_Selected text:_
To my white friends or non-Asian friends, I was super Chinese, but then to my Asian friends and family, I  was very, very English and it's that sense of never really belonging anywhere. Everywhere you go, you're  either feeling like you're being false and, or fake and playing up to something, or you're feeling like  you're not included. You know, it's there in the script with Alina. It was there in the books. But I think  having my own experience of just having to be like, "do you know what, okay, I don't fit in there. I don't  fit in there, but I do fit in here with, with this friend. I fit in with me and the person I want to be." 

Brandon Jenkins: 

Where do I belong? 

Brandon Jenkins: 

Jessie's talking about race, casting, and growing up in the real world, but "Where do I Belong?" Is a  recurring question and Shadow and Bone too, and an especially important question for the lead 
 

character, Alina Starkov that Jessie was about to audition for the writers on the show use this question  as part of what motivates Alina's quest. 

Christina Strain: 

I am a half Korean human being. So when anybody is able to clock me as anything other than straight up  white, the question that I get is like, what are you? 

Brandon Jenkins: 

Christina Strain is a writer on the show. 

Christina Strain: 

And then I'm just constantly explaining what I am to people. And that's the thing that Alina, that's her  entire arc this season, where she is being asked this question on multiple levels. On her racial level, on  like, what is her role in this world. 

Brandon Jenkins: 

Alina's narrative is like a coming of age story on steroids. She was an orphan who becomes a lowly  mapmaker, then discover she has hidden magical powers that make her the object of hope and envy  across the land. Meanwhile, she still can't figure out who she is as a person, let alone as a savior to a  country. It's an exciting role. 

Christina Strain: 

So with Alina, we got hundreds of tapes, and the second Jessie Mei-Li showed up, like she was just so  good. Jessie brought this like sort of tough vulnerability to the role that we needed. Like it was just  baked into her in a way that I believed it. And so like, seeing her on screen, I had this incredible wave of  emotion where I just was like, "She's the one. If I look at my coworkers and they tell me they don't like  her, I'm going to be very upset."

_Prompt 1:_
Copy the rows below word for word, starting at the line that contains "Mark one point per instance of the light" and continuing through the last of the rows.

_Data provided:_
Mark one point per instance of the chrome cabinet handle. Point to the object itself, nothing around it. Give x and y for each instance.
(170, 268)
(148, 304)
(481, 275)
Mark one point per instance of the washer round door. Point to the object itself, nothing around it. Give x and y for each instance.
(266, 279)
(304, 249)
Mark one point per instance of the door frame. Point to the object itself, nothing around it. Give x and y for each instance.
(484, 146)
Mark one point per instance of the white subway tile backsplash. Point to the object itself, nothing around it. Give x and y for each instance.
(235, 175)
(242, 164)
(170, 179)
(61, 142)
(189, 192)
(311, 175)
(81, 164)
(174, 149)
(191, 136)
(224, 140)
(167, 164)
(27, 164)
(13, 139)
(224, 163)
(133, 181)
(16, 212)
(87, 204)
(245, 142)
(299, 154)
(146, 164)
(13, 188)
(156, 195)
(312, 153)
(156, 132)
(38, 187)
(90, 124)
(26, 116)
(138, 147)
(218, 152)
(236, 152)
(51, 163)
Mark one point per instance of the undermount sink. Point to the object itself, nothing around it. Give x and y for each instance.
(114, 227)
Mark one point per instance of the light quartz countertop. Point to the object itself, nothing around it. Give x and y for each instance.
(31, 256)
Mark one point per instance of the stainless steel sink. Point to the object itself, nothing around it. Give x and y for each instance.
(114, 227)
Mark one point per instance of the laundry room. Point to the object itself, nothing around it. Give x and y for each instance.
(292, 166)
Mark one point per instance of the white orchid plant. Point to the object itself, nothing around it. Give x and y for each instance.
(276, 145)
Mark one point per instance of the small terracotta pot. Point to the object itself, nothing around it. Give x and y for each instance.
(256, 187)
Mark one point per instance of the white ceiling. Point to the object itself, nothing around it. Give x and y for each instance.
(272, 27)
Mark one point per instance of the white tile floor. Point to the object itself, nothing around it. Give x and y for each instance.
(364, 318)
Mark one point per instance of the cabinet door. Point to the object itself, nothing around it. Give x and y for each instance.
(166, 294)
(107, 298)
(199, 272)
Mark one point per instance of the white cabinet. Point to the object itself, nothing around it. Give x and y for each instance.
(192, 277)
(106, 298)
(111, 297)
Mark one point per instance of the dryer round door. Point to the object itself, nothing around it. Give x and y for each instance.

_Prompt 2:_
In the Shadow and Bone transcript, what work does Alina do before she discovers her hidden magical powers?

_Problem solution 1:_
Mark one point per instance of the light quartz countertop. Point to the object itself, nothing around it. Give x and y for each instance.
(31, 256)
Mark one point per instance of the stainless steel sink. Point to the object itself, nothing around it. Give x and y for each instance.
(114, 227)
Mark one point per instance of the laundry room. Point to the object itself, nothing around it. Give x and y for each instance.
(292, 166)
Mark one point per instance of the white orchid plant. Point to the object itself, nothing around it. Give x and y for each instance.
(276, 145)
Mark one point per instance of the small terracotta pot. Point to the object itself, nothing around it. Give x and y for each instance.
(256, 187)
Mark one point per instance of the white ceiling. Point to the object itself, nothing around it. Give x and y for each instance.
(272, 27)
Mark one point per instance of the white tile floor. Point to the object itself, nothing around it. Give x and y for each instance.
(364, 318)
Mark one point per instance of the cabinet door. Point to the object itself, nothing around it. Give x and y for each instance.
(166, 294)
(107, 298)
(199, 272)
Mark one point per instance of the white cabinet. Point to the object itself, nothing around it. Give x and y for each instance.
(192, 277)
(106, 298)
(111, 297)
Mark one point per instance of the dryer round door. Point to the object itself, nothing around it. Give x and y for each instance.

_Problem solution 2:_
She becomes a lowly mapmaker.